## [Extract]
====
Posted: Jan. 18, 2007

JOHN ATKINS CALLING

By Celia Cohen
Grapevine Political Writer

Carl C. Danberg, finishing out his time as attorney general, was prompted into offering to meet last month with state Rep. John C. Atkins after his domestic violence case went to court.

The prompt was Atkins himself, who telephoned twice. As a legislator, this was one defendant who could count on getting through, no matter the legal dangers the Millsboro Republican was creating.

If Atkins was not troubled by how wrong it was for the attorney general and a defendant to discuss an ongoing case, Danberg was. It would be a violation of the lawyers' rules of conduct.

On the second call, Danberg put Atkins off with an invitation to discuss how he had been treated once the case was resolved. They met Dec. 7, three days after the court date, with a fresh show of political muscle from Atkins as he brought along John R. Matlusky, the Republican national committeeman who is the House Republican's chief aide, and John F. Brady, the Sussex County Republican recorder of deeds and House counsel, in his role as Atkins' private attorney.

Danberg, a Democrat who was appointed attorney general for 13 months to fill a vacancy, revealed the telephone calls Wednesday during a session of the Senate Executive Committee, where he appeared for a hearing before being confirmed as the next corrections commissioner.

"Both times I told him, I really can't discuss the case with you," Danberg said. "I offered to meet with him at the end of the case."

Danberg said Atkins first called within 24 hours of his arrest on Oct. 29 for offensive touching while arguing with his wife Heather, and then he called again after the Attorney General's Office offered a plea agreement that Atkins later accepted -- a year of probation with the charge expunged at the end of it if he completes domestic-violence counseling and stays out of trouble.
====
## [Dataset entries]
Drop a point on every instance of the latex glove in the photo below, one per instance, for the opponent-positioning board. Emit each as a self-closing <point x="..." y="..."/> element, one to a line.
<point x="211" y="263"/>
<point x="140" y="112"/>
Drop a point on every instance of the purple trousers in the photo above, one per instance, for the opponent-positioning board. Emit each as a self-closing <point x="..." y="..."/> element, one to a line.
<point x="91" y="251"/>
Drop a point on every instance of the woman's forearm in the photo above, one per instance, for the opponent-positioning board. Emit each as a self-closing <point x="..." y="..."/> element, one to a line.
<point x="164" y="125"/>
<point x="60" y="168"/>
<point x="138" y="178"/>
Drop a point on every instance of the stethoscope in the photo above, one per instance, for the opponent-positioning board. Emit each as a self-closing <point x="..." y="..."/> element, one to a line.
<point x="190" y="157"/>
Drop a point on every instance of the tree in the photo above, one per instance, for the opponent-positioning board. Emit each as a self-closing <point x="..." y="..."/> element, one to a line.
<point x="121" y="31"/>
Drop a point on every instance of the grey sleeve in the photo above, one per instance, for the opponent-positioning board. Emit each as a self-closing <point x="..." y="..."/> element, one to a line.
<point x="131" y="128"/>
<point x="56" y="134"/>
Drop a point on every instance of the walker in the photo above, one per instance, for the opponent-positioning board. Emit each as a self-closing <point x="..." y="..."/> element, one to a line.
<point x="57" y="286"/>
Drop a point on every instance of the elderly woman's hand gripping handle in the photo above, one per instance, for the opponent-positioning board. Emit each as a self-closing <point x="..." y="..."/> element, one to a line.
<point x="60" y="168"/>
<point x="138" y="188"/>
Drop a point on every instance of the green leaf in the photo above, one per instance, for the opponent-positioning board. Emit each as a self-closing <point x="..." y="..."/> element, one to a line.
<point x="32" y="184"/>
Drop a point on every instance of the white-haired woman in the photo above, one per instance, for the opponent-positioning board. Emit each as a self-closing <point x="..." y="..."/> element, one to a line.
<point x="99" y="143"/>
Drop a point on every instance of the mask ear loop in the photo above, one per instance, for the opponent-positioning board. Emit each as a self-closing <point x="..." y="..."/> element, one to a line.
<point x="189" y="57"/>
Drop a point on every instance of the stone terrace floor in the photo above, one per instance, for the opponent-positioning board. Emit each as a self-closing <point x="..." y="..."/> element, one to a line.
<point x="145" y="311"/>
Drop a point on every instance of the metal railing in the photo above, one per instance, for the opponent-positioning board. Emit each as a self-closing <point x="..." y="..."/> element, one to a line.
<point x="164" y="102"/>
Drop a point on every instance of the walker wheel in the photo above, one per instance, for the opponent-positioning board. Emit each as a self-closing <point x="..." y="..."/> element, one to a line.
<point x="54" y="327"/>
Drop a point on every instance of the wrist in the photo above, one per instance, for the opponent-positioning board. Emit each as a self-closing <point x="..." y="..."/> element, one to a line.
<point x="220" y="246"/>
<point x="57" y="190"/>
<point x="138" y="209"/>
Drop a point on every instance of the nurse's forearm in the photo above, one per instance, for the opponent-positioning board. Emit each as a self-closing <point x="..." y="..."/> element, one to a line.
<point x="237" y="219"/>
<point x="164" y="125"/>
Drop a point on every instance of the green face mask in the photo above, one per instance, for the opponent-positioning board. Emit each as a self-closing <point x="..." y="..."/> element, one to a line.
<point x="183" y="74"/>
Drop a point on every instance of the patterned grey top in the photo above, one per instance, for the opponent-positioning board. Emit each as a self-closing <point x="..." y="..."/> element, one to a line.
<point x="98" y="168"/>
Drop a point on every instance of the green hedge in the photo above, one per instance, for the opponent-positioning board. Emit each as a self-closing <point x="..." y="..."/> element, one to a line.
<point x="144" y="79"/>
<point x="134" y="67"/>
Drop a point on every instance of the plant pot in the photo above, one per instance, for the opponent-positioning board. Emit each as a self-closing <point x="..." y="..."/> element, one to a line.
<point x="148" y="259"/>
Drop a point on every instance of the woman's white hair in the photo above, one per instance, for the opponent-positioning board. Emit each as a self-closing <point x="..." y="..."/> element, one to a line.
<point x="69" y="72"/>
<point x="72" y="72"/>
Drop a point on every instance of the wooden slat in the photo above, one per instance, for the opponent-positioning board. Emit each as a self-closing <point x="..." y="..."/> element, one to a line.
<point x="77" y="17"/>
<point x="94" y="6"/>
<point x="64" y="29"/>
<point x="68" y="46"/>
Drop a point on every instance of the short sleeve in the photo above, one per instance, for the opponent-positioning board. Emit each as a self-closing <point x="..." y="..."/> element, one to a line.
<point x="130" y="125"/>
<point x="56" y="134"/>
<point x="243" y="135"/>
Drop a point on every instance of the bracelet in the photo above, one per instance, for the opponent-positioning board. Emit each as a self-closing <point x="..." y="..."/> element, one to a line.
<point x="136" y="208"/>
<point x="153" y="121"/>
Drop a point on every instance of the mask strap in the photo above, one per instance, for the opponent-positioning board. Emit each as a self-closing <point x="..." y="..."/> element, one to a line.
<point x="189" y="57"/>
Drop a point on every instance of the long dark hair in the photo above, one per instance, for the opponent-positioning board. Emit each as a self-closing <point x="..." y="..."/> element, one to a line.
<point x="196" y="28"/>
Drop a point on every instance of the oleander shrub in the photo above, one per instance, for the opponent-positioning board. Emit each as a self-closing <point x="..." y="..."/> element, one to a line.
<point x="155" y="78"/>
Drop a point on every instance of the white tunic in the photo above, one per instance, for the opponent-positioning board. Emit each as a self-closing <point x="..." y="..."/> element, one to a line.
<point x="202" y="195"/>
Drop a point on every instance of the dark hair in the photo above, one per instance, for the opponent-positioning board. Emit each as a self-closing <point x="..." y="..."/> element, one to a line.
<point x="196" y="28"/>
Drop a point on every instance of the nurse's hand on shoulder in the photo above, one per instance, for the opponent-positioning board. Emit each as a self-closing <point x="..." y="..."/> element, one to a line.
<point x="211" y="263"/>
====
## [Exercise]
Please answer these questions from the Atkins article:
1. On what date did Danberg and Atkins meet?
2. What was Atkins arrested for on Oct. 29?
3. Danberg was appearing before the Senate Executive Committee for confirmation to which post?

## [Solution to the problem]
1. Dec. 7
2. Offensive touching while arguing with his wife Heather
3. Corrections commissioner